▶ _Job_:
Format the records, from their first line through the line containing "106), (37, 104)]", as a numbered list, leaving out any blank lines.

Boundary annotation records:

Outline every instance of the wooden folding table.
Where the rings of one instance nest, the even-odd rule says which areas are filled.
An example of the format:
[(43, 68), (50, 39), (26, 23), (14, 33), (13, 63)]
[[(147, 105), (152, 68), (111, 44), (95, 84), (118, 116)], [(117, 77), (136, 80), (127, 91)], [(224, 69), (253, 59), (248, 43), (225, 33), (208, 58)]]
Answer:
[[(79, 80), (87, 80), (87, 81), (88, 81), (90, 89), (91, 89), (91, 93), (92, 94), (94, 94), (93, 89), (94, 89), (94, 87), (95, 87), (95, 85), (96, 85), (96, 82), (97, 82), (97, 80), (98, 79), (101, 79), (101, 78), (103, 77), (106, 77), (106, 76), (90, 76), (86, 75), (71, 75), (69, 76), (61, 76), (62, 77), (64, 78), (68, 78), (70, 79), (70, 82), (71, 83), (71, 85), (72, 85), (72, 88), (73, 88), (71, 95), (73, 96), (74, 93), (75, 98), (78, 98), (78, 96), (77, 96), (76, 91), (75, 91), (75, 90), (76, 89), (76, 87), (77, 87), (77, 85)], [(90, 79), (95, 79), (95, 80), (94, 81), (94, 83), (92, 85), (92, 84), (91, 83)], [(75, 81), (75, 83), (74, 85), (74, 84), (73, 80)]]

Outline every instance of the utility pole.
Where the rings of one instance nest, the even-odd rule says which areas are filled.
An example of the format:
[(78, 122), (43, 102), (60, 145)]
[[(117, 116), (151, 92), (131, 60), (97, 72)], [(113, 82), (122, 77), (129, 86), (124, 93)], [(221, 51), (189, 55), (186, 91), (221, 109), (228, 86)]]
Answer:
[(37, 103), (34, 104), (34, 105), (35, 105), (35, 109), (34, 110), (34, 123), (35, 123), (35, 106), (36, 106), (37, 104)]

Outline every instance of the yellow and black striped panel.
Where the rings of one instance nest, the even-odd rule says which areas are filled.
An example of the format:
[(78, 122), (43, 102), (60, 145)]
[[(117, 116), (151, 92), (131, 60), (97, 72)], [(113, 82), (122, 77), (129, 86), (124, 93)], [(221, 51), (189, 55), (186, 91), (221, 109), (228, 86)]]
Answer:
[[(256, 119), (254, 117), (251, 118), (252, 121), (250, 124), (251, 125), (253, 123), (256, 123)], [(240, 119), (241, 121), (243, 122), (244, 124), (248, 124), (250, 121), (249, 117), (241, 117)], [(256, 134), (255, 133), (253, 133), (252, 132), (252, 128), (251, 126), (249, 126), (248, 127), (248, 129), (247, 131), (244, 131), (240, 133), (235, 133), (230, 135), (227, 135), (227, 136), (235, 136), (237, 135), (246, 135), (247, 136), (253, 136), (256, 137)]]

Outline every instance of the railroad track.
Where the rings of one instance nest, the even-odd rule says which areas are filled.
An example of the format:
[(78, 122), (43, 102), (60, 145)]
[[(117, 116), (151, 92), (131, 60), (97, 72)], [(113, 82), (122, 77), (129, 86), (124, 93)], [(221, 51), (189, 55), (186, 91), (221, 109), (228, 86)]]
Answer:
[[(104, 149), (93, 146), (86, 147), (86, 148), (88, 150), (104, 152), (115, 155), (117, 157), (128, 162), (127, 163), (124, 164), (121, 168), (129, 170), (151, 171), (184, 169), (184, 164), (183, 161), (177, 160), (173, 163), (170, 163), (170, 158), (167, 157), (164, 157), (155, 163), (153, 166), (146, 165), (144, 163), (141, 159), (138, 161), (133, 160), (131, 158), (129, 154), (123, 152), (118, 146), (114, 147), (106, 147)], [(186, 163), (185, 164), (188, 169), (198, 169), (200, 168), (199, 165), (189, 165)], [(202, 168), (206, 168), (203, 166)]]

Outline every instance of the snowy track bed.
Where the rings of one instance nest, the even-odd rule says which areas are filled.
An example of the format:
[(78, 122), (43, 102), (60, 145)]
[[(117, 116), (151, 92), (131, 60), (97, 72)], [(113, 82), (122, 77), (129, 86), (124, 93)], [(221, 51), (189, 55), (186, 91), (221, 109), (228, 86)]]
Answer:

▶ _Worked solution_:
1. Outline every instance of the wooden folding table.
2. Where the rings of one instance nest, the even-odd rule says which areas are filled.
3. An example of the format:
4. [(43, 68), (50, 39), (26, 23), (14, 33), (13, 63)]
5. [[(147, 105), (152, 68), (111, 44), (95, 84), (118, 116)], [(117, 77), (136, 80), (127, 91)], [(224, 69), (253, 59), (248, 43), (225, 33), (208, 58)]]
6. Answer:
7. [[(79, 80), (87, 80), (87, 81), (88, 81), (90, 89), (91, 89), (91, 93), (92, 94), (94, 94), (93, 89), (94, 89), (94, 87), (95, 87), (95, 85), (96, 85), (96, 82), (97, 82), (97, 80), (98, 79), (101, 79), (101, 78), (103, 77), (106, 77), (106, 76), (90, 76), (86, 75), (71, 75), (69, 76), (61, 76), (62, 77), (64, 78), (68, 78), (70, 79), (70, 82), (71, 83), (71, 85), (72, 85), (72, 88), (73, 88), (71, 95), (73, 96), (74, 93), (75, 98), (78, 98), (78, 96), (77, 96), (76, 91), (75, 91), (75, 90), (76, 89), (76, 87), (77, 87), (77, 85)], [(90, 79), (95, 79), (95, 80), (94, 81), (94, 83), (92, 85), (92, 84), (91, 83)], [(75, 81), (75, 83), (74, 85), (74, 84), (73, 80)]]
8. Outline every instance of the utility pole.
9. Where the rings of one instance nest, the even-odd rule says which areas are filled.
10. An example of the format:
11. [(78, 122), (43, 102), (60, 145)]
12. [[(117, 116), (151, 92), (131, 60), (97, 72)], [(113, 82), (122, 77), (129, 86), (124, 93)], [(221, 51), (189, 55), (186, 91), (221, 109), (228, 86)]]
13. Answer:
14. [(37, 103), (34, 104), (34, 105), (35, 105), (35, 109), (34, 110), (34, 123), (35, 123), (35, 106), (36, 106), (37, 104)]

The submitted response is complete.